Dataset entries
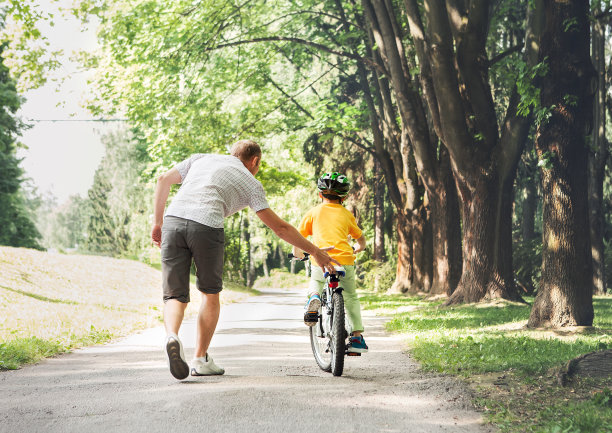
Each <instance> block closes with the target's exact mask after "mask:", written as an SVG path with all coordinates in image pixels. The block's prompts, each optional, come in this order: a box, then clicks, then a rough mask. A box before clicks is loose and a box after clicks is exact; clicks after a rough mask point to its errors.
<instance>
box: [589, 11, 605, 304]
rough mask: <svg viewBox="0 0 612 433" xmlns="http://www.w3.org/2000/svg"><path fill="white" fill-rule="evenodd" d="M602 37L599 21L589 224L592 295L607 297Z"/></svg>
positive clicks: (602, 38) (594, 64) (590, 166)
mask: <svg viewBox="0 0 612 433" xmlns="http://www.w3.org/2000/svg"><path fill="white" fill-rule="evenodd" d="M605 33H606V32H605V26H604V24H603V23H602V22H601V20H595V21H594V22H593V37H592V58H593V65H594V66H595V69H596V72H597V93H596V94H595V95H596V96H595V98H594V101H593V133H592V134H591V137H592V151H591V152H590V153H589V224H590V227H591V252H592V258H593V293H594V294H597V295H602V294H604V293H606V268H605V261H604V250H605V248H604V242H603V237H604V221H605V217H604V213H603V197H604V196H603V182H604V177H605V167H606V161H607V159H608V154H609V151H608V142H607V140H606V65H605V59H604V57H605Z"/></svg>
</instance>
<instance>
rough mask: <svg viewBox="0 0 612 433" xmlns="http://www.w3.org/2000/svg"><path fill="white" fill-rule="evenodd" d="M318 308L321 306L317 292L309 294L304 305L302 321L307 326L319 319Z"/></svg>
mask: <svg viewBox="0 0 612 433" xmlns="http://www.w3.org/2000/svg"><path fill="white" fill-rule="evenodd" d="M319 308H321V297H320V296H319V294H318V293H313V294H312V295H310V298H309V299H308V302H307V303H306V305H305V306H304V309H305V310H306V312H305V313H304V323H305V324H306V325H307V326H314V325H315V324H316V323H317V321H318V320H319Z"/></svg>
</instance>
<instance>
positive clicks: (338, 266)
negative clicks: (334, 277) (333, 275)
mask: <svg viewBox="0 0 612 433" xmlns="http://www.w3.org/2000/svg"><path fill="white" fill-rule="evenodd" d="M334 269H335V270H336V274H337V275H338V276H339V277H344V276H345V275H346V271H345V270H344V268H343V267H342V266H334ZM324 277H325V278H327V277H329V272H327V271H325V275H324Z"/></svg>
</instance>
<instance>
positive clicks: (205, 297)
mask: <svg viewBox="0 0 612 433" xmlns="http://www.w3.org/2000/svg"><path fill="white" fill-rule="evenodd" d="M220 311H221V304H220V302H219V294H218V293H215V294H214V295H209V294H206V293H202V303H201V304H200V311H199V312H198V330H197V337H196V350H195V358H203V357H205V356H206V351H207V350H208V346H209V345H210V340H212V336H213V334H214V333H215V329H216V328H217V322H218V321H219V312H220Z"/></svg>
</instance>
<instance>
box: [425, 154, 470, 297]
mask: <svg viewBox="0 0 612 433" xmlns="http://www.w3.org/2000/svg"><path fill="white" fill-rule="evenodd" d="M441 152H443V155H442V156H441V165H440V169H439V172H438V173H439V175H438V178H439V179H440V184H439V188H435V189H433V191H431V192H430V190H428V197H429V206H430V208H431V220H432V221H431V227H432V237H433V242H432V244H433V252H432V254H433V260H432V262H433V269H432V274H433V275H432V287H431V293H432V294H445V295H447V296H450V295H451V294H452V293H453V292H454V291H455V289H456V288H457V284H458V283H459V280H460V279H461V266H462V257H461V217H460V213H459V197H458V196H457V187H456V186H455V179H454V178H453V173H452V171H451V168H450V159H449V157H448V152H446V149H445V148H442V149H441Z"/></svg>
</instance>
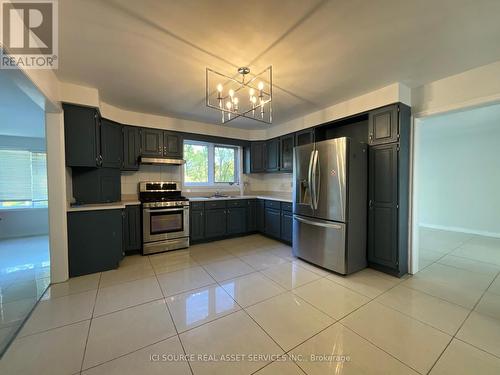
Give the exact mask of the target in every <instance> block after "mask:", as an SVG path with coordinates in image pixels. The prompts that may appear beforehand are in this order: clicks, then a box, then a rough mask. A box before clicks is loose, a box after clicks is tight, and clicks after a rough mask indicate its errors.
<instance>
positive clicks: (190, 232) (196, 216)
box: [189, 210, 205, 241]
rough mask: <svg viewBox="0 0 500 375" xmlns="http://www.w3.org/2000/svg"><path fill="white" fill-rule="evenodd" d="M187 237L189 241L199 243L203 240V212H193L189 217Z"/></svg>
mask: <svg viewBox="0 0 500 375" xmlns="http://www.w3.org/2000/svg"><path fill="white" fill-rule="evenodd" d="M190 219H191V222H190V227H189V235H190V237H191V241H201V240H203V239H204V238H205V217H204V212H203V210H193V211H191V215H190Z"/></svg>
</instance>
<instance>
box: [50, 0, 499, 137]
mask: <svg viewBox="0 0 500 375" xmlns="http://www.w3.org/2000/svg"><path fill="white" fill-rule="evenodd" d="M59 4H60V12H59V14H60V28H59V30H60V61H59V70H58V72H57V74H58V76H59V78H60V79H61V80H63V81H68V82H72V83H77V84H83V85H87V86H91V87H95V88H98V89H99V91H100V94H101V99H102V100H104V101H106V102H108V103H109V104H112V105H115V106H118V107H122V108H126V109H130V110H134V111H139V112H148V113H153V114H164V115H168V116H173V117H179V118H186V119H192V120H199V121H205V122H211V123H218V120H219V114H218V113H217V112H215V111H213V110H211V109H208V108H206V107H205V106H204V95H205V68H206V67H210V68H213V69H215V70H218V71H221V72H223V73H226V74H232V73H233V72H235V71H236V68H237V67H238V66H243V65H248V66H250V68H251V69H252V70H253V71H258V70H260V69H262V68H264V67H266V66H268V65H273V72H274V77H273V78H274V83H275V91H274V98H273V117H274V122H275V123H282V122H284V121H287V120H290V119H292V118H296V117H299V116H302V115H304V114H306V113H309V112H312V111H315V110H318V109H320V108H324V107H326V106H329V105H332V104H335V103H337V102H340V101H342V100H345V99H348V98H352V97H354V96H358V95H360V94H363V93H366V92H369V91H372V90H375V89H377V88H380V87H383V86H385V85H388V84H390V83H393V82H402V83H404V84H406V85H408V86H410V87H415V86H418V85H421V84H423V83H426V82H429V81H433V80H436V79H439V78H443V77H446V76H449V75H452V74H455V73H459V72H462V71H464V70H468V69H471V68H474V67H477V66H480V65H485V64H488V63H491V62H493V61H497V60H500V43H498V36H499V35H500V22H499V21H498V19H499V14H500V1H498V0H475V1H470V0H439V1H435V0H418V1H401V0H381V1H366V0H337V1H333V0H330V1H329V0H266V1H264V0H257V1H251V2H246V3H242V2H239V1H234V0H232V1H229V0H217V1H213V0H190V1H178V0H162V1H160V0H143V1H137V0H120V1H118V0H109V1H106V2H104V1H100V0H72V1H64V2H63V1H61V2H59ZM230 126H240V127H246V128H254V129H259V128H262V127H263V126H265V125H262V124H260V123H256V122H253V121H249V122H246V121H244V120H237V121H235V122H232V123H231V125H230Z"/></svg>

Exercise description: Please find every line in the records that contains the word "before", and copy it out.

Result of the task:
Each <instance> block closes with the target's exact mask after "mask:", written as an SVG path with all coordinates in image pixels. The block's prompts, each optional, come in this order: a box, then clicks, then a rough mask. A box before clicks is loose and a box after clicks is exact; clicks after a rough mask point to its errors.
Give the exact mask of the target in every <instance> block after "mask:", as an SVG path with coordinates in image pixels. The prompts that may appear beforehand are in this order: clicks, then a box, then a rough mask. A box before clicks is loose, a box after clicks is tight, and clicks after a rough mask indicate its errors.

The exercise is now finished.